» **Request**:
Find and copy each line below that contains the word "patio".

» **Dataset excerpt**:
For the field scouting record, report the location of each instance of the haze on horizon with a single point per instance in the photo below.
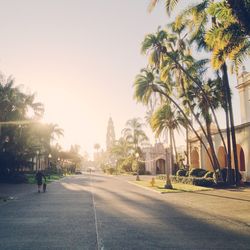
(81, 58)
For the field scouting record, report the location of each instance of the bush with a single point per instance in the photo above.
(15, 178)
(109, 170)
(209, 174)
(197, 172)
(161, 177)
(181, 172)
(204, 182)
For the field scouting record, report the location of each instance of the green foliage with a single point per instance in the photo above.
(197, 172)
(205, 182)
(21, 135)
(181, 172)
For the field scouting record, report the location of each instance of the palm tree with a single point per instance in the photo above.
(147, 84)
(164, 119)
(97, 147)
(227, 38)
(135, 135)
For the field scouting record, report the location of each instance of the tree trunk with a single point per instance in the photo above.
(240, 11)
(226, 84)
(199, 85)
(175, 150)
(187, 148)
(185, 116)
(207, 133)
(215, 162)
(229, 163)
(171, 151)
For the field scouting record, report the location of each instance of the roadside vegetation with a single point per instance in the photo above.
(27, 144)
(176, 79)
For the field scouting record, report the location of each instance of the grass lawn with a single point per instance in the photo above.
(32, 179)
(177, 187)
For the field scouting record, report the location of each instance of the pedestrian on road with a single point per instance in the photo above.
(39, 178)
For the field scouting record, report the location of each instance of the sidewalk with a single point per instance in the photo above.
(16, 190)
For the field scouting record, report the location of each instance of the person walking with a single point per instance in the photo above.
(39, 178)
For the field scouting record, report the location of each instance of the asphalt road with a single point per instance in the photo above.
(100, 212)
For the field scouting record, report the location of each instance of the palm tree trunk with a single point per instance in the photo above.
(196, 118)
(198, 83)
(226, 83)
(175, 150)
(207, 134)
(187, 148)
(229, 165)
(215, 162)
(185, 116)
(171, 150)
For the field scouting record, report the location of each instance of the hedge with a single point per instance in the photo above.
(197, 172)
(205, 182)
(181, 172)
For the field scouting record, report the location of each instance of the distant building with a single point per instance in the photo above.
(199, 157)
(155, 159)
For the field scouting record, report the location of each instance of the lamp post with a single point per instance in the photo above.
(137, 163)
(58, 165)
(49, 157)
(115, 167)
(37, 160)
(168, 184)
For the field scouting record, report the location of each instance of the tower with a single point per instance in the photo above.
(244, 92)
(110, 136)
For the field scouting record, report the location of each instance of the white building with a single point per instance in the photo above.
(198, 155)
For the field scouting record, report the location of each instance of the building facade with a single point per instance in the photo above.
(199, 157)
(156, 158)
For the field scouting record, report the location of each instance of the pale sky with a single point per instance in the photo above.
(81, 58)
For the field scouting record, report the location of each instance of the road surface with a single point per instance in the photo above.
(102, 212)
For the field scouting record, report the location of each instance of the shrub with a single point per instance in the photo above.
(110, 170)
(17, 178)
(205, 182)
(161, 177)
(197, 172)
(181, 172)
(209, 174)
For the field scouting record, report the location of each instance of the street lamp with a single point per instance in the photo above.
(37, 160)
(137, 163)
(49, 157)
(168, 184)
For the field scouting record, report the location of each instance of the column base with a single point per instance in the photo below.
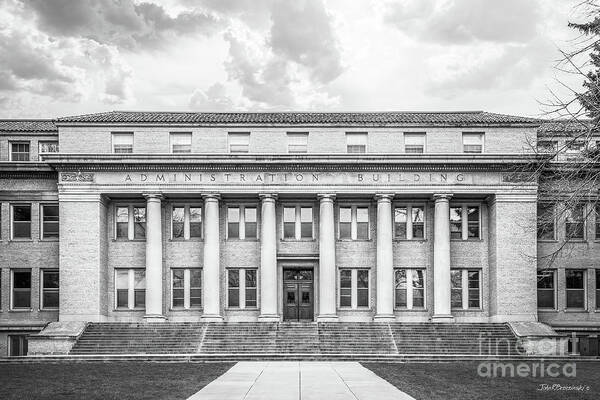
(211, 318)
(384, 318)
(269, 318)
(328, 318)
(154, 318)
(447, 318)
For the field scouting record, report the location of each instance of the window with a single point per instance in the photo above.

---

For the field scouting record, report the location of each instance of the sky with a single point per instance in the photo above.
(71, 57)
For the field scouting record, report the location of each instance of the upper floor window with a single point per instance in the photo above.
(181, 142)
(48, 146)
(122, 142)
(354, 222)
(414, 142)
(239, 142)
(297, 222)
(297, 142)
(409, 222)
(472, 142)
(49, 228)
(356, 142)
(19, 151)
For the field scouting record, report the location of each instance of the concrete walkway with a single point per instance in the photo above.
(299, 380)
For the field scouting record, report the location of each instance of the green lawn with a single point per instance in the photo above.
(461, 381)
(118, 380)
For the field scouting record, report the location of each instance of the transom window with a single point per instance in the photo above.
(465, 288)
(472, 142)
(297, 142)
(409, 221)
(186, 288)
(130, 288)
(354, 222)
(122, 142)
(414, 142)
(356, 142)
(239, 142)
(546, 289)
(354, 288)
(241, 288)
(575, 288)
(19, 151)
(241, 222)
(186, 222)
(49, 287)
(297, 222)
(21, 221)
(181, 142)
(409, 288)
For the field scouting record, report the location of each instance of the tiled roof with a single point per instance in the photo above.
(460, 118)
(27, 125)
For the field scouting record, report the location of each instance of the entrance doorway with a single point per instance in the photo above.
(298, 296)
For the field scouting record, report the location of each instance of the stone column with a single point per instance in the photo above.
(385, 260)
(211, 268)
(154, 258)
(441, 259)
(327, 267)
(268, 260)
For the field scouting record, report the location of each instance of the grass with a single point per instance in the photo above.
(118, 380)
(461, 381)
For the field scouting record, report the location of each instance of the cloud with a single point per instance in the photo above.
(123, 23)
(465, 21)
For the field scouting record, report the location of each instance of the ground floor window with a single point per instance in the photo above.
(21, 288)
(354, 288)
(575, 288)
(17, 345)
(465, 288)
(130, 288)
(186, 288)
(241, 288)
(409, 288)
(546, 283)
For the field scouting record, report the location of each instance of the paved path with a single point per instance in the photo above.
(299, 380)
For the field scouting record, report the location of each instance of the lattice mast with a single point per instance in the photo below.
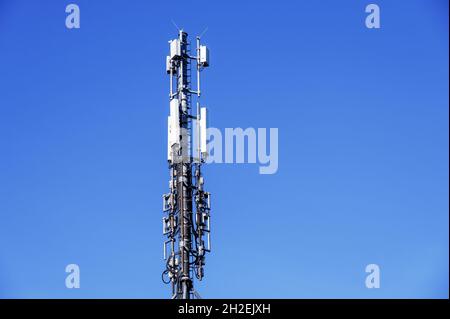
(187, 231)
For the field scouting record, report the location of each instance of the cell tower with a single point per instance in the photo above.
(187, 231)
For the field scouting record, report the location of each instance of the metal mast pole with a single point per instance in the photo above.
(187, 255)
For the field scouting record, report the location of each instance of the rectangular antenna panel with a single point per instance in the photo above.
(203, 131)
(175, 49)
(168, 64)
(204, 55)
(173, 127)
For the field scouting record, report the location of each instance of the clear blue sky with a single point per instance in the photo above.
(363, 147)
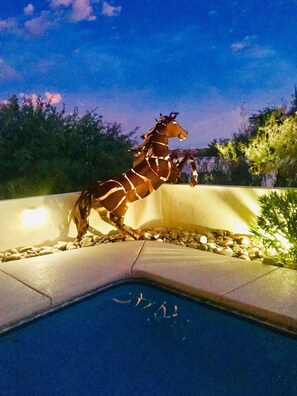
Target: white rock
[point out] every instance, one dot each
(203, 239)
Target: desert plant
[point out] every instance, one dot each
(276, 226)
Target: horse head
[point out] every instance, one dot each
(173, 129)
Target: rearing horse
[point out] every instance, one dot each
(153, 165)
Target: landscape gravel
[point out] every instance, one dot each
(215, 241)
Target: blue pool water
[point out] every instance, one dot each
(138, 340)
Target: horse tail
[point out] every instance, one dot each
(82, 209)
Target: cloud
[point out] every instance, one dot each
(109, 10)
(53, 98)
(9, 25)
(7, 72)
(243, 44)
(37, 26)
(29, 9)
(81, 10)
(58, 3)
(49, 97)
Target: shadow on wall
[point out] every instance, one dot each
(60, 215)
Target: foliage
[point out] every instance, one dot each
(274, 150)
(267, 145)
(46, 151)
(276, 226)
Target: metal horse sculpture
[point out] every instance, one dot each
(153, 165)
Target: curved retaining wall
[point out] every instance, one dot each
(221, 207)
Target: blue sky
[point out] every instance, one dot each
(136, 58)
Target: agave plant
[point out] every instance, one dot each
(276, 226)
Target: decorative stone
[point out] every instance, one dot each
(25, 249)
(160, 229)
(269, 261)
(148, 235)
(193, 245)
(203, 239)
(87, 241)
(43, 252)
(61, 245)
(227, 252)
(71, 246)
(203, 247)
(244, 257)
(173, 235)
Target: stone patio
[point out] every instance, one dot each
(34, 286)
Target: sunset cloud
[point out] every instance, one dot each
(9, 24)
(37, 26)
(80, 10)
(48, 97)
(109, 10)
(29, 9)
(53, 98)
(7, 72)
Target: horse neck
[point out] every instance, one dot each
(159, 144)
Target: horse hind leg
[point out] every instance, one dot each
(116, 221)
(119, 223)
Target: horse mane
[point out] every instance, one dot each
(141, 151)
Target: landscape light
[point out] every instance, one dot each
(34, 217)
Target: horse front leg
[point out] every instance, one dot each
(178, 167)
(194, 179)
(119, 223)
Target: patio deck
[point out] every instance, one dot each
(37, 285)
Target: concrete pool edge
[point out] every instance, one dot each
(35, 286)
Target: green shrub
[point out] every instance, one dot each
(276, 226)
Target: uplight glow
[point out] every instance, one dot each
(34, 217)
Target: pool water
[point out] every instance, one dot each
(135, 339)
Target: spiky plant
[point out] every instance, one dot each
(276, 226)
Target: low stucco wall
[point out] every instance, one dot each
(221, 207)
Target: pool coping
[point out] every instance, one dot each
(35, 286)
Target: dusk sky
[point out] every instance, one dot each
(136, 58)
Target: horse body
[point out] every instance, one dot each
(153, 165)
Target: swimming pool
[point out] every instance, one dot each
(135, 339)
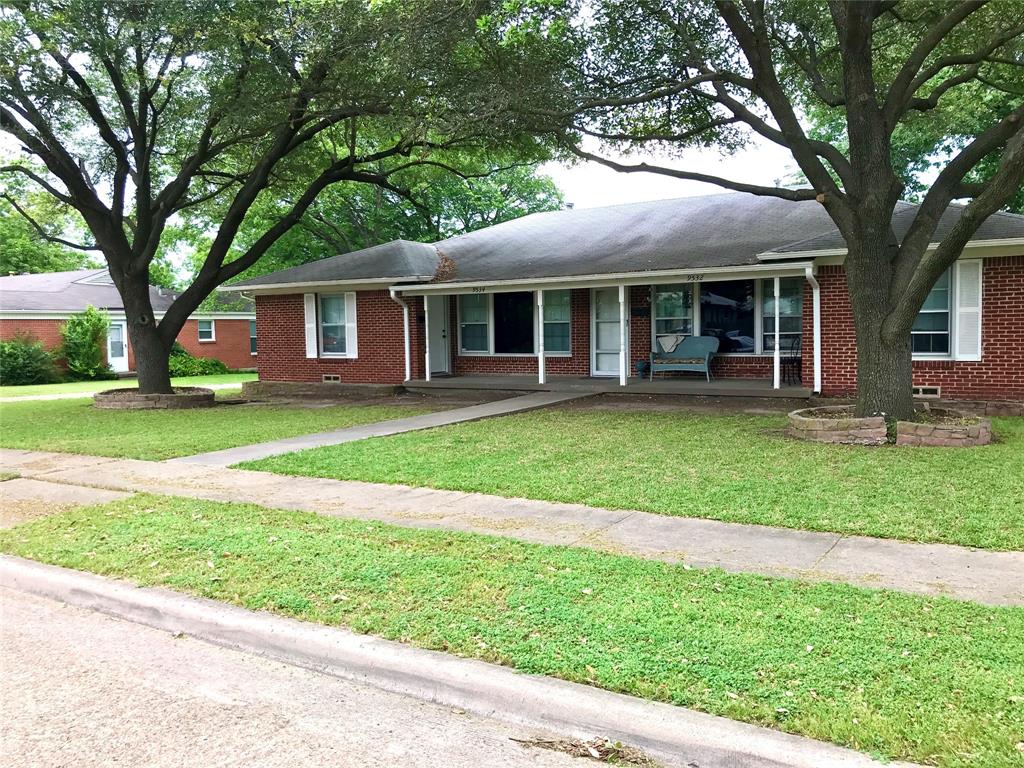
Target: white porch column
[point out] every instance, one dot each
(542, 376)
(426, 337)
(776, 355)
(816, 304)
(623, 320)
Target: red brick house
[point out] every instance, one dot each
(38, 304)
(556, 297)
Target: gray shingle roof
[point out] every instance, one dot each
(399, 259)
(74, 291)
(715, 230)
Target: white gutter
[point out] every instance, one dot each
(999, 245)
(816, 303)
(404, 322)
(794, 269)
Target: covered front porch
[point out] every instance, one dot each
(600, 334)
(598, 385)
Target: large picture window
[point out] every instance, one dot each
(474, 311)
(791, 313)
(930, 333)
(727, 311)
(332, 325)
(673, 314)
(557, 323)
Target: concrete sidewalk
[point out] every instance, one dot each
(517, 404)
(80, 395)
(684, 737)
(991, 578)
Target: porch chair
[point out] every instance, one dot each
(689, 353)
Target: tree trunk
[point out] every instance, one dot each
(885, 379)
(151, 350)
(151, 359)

» **Problem solution**:
Target: stone patio
Target: patio deck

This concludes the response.